WHAT TO PRODUCE = Please repeat all of the lines that follow, exactly as written.

[Pointing dataset excerpts]

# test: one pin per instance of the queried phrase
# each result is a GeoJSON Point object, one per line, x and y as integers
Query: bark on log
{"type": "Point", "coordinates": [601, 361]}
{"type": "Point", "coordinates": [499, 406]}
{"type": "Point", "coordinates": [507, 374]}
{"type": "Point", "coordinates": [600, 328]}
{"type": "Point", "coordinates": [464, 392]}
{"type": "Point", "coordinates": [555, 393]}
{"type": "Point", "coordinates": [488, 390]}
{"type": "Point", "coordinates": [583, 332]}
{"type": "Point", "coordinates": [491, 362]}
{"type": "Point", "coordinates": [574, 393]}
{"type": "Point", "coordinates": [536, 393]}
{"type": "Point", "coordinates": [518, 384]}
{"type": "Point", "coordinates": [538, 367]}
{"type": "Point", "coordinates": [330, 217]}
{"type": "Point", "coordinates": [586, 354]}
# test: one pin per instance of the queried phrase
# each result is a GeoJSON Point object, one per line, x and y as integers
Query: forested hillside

WRITTEN ANSWER =
# test: one pin per instance of the queried phrase
# each result is a GeoJSON Point object, one per line, x and y as integers
Query: bark on log
{"type": "Point", "coordinates": [601, 361]}
{"type": "Point", "coordinates": [499, 406]}
{"type": "Point", "coordinates": [507, 374]}
{"type": "Point", "coordinates": [600, 328]}
{"type": "Point", "coordinates": [464, 392]}
{"type": "Point", "coordinates": [555, 393]}
{"type": "Point", "coordinates": [488, 390]}
{"type": "Point", "coordinates": [583, 332]}
{"type": "Point", "coordinates": [491, 362]}
{"type": "Point", "coordinates": [574, 393]}
{"type": "Point", "coordinates": [536, 393]}
{"type": "Point", "coordinates": [518, 384]}
{"type": "Point", "coordinates": [538, 367]}
{"type": "Point", "coordinates": [330, 217]}
{"type": "Point", "coordinates": [586, 354]}
# test: one pin per instance of the queried phrase
# each result is a GeoJSON Point object, one per line, x and y as integers
Query: forested hillside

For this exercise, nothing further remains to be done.